Our last few posts on risk factor models haven’t discussed how we might use such a model in the portfolio optimization process. Indeed, although we’ve touched on mean-variance optimization, efficient frontiers, and maximum Sharpe ratios in this portfolio series, we haven’t discussed portfolio optimization and its outputs in great detail. If we mean to discuss ways to limit our exposure to certain risks (presumably identified in the risk factor model) while still shooting for a satisfactory (or optimal) risk-adjusted return, we’ll need to investigate optimization in more detail.

Portfolio optimization is a huge topic. Addressing it without delving into all the theory means we’ll gloss over a lot. At the same time, we need to address certain areas to make sure the concepts are at least clear. On this account, the post might be too dry for some or too basic for others. But the prose…well let’s move on.

In our portfolio series, we’ve been using only four assets to capture the major classes of stocks, bonds, commodities, and real estate. Most investment managers use many more assets, but often fewer classes for various reasons: an active management mandate, desire for exposure to higher return assets, in class diversification, or marketing1. Indeed, academic research shows that the benefits of diversification kick in as the number of assets in a portfolio approaches 30, but flatten out afterward.2

While it is relatively easy to pull the data on 30 stocks, getting a good mix of all the aforementioned asset classes is less so. And, if we wanted to include risk factors with good explanatory power, we’d be spending more time searching and less time writing! Hence, we’ll create ten fake factors and then simulate 30 assets that are explained to varying degrees by those factors.

- [WHAT YOU HAVE TO DO]:
Condense the paragraph of the portfolio passage that begins "In our portfolio series" into a short bulleted list that keeps its main facts. The lines that come after this point have nothing to do with the portfolio passage.

- [RECORDS PROVIDED]:
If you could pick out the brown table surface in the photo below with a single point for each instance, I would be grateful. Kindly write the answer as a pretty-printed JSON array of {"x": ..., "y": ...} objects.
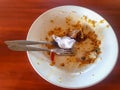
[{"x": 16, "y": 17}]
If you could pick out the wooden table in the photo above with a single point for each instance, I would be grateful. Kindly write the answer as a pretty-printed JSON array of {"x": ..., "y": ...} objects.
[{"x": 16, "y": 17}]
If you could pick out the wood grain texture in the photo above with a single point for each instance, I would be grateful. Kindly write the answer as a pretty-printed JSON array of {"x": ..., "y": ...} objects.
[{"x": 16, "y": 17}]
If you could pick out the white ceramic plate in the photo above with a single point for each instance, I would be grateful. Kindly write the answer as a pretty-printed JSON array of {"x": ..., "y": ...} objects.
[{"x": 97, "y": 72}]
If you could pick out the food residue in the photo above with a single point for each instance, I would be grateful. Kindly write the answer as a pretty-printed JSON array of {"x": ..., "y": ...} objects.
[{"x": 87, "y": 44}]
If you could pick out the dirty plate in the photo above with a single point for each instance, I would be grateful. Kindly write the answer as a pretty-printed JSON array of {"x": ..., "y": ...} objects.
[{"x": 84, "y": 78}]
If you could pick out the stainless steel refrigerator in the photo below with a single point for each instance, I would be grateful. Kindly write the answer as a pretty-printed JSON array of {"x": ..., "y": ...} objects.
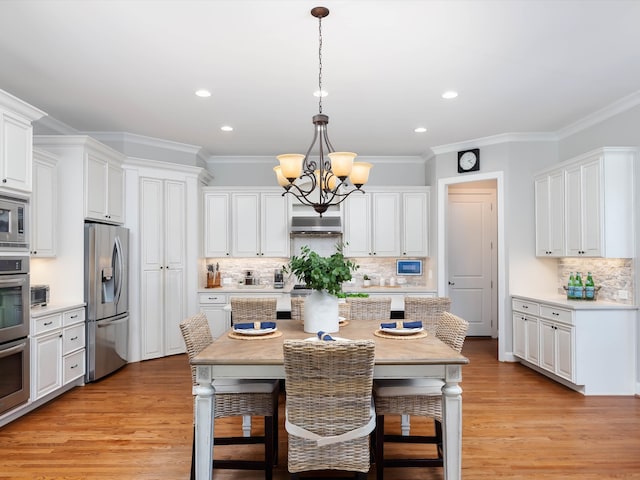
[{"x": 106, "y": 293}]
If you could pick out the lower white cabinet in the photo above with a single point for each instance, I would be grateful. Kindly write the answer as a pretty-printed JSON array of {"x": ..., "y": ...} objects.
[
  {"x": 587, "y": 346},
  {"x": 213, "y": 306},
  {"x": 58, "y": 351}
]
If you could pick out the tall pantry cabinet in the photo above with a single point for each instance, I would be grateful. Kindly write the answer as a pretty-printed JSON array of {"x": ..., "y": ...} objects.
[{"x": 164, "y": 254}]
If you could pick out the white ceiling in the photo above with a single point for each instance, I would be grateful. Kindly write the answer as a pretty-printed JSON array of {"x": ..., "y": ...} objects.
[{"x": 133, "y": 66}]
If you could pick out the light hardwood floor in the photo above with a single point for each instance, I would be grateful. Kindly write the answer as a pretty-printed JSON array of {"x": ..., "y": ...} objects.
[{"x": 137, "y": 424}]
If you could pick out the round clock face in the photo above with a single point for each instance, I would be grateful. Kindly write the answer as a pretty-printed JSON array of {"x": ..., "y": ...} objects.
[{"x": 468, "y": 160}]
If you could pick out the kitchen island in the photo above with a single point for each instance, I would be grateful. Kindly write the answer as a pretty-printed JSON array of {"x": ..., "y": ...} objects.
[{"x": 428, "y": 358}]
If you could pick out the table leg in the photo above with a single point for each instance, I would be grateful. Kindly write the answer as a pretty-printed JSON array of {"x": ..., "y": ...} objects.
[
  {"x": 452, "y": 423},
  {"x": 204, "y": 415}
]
...
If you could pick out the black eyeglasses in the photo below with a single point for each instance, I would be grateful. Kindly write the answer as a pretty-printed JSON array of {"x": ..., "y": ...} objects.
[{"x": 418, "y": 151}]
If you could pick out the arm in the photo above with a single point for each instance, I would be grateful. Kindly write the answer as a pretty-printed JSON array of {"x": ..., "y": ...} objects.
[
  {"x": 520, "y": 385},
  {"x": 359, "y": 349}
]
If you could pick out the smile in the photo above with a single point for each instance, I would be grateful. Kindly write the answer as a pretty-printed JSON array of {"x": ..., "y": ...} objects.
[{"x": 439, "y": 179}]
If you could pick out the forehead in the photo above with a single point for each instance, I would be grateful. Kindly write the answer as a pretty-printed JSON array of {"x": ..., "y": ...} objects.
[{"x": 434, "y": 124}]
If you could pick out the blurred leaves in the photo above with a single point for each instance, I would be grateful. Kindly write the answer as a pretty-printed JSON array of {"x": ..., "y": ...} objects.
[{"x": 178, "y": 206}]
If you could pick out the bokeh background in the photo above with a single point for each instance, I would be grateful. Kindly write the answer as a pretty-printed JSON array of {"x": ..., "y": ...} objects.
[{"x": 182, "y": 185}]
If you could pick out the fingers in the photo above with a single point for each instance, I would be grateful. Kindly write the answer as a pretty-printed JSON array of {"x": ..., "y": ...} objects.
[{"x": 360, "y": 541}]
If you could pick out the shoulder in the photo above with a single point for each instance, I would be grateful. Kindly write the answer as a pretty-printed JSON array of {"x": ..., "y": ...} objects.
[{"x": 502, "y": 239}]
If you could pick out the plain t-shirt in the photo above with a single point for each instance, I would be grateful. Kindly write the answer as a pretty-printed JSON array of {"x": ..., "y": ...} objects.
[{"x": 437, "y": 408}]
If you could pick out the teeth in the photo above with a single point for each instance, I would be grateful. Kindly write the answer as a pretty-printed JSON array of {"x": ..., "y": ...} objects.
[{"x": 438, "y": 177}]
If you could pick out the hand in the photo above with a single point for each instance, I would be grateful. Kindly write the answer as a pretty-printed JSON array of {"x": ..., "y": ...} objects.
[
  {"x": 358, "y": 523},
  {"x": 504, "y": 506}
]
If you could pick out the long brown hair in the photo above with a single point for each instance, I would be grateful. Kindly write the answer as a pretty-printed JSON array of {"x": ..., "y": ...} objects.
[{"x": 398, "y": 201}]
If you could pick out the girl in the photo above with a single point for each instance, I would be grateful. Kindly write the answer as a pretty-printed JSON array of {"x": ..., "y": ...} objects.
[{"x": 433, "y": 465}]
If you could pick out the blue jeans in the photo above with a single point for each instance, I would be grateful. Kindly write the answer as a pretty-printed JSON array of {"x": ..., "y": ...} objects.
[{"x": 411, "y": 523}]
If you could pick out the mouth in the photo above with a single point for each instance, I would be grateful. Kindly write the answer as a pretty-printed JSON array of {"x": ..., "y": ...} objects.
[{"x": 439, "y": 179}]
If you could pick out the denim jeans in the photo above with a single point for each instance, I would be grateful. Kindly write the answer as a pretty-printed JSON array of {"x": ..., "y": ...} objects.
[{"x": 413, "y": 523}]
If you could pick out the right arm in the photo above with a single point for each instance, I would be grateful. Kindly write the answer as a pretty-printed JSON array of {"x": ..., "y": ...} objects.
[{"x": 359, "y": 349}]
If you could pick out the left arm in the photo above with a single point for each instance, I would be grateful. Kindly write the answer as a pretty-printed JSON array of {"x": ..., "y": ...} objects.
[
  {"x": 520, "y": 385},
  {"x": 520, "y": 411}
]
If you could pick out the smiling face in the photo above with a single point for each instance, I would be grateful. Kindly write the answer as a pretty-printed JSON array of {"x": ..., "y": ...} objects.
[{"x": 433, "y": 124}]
--
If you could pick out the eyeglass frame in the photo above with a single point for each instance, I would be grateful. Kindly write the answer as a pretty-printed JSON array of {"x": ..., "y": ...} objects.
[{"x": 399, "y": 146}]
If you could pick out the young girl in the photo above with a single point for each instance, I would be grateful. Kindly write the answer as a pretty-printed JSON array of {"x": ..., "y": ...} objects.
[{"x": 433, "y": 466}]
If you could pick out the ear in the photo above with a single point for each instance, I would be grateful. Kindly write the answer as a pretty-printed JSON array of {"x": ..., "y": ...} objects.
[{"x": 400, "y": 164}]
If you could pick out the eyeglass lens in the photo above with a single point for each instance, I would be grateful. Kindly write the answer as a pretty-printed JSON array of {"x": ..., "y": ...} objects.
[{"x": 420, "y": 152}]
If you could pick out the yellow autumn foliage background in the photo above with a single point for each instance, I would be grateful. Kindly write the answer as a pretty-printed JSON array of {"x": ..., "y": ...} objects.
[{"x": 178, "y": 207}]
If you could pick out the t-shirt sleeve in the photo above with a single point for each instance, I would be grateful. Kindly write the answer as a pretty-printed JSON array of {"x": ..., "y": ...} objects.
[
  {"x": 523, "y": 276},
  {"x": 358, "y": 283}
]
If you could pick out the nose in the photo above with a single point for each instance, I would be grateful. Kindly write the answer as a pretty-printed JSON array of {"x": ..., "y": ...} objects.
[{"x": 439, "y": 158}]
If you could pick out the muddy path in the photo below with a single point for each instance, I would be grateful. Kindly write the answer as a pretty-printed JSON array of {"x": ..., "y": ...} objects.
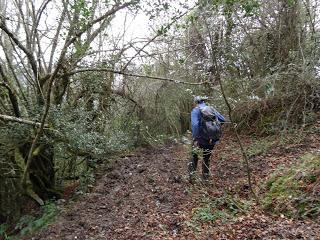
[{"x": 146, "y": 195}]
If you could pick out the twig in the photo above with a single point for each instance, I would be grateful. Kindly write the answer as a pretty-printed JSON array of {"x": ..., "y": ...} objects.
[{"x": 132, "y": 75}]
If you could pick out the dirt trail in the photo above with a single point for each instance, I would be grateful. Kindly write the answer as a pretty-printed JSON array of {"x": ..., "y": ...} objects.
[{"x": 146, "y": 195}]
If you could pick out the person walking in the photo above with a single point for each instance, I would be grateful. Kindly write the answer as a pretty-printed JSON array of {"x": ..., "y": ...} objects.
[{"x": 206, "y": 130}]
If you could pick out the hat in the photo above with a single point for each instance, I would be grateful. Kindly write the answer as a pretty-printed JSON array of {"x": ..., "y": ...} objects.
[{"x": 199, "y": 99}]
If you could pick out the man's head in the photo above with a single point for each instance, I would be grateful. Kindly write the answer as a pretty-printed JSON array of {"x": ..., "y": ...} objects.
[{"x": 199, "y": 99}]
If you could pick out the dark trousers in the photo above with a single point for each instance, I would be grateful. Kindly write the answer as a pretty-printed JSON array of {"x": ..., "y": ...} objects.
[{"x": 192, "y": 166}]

- [SOLUTION BELOW]:
- The series has used only four assets, covering stocks, bonds, commodities, and real estate.
- Most investment managers use many more assets but often fewer classes.
- Their reasons include an active management mandate, a desire for exposure to higher-return assets, in-class diversification, or marketing.
- Academic research shows that diversification benefits kick in as a portfolio approaches 30 assets and flatten out afterward.